Monday 9 July 2012

Active righteousness

If God forgives us every sin, why not carry on sinning? After all, the more I sin, the more it highlights God's kindness and the more he is glorified! That's the question at the beginning of Romans 6.
We, of course, would never dream of deliberately sinning so that God's grace would be magnified! Rather, we'd agree with what Paul says in Romans 6:11-13(a):
In the same way, count yourselves dead to sin but alive to God in Christ Jesus. Therefore do not let sin reign in your mortal body so that you obey its evil desires. Do not offer any part of yourself to sin as an instrument of wickedness,
We don't want sin to reign in us, we try to avoid sin. But I wonder if we conveniently forget the second half of Romans 6:13,
but rather offer yourselves to God as those who have been brought from death to life; and offer every part of yourself to him as an instrument of righteousness.
Paul says that we all have two possibilities in the way we live our lives. We can either use our lives as 'instruments of wickedness' or as 'instruments of righteousness'.
Mankind has invented some amazing things, which can either be used for evil or for good. The same instruments which can be used to save lives in the hospital theatre or give shelter by building houses or haul life-giving water from a well, can also be used to maim and kill in the torture chamber.
So it is with our lives. We either put them to serving wickedness or to serving righteousness. And yet, all too often, we think that not doing evil is the same as doing righteousness. It's not. It's no use if a surgeon leaves his instruments in a drawer. They must be used to treat and to heal. It's no use a builder leaving his tools in the van. He must use them to repair and to build. It's no use leaving a bucket, rope and pulleys in a heap on the floor, they must be used to pull water from the ground.
So with our lives. Too often we leave our lives in the drawer, in the van, in a heap on the floor, avoiding evil, perhaps, but certainly not actively doing good. We're ready to count ourselves 'dead to sin' but not to be 'alive to God in Christ Jesus'.


(Elsewhere in the NT, this word for 'instruments' is translated 'weapons', and perhaps this more vividly creates the image of activity. So we could say that we can either use our lives as weapons for wickedness or weapons for righteousness).

▸ **Information supplied**:
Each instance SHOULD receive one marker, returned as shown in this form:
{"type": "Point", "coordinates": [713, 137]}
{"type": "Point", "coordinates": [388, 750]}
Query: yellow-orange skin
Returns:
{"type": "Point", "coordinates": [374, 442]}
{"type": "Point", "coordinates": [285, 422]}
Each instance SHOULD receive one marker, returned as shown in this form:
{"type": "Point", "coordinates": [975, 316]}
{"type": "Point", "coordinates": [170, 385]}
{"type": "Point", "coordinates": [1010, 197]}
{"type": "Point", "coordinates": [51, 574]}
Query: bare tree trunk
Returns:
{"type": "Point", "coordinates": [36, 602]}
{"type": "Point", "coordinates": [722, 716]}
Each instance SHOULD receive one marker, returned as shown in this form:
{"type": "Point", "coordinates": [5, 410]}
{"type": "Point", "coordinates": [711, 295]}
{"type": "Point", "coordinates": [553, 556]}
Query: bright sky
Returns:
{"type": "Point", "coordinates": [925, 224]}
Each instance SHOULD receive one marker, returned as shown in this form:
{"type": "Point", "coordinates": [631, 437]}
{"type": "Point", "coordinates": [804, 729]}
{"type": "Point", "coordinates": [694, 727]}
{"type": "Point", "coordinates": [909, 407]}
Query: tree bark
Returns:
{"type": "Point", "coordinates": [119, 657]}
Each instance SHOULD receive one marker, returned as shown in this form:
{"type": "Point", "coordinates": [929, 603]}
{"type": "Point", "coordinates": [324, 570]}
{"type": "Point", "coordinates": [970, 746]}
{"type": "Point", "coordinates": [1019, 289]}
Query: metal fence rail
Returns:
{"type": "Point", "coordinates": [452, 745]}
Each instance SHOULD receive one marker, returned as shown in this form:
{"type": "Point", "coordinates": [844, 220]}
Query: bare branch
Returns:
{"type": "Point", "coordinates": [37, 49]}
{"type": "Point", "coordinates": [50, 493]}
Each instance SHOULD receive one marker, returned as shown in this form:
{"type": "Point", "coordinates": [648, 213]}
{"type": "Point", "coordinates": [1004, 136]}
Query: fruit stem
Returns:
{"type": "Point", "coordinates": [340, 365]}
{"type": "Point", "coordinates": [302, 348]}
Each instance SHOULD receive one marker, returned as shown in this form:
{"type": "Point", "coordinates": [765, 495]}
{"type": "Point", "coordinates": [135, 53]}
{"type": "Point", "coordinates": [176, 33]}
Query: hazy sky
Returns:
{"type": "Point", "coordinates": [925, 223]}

▸ **What is required**:
Could you transcribe the Romans 6 devotional between "Active righteousness" and "of Romans 6.", inclusive? This data has no connection to the Romans 6 devotional.

▸ **Output**:
Active righteousness

If God forgives us every sin, why not carry on sinning? After all, the more I sin, the more it highlights God's kindness and the more he is glorified! That's the question at the beginning of Romans 6.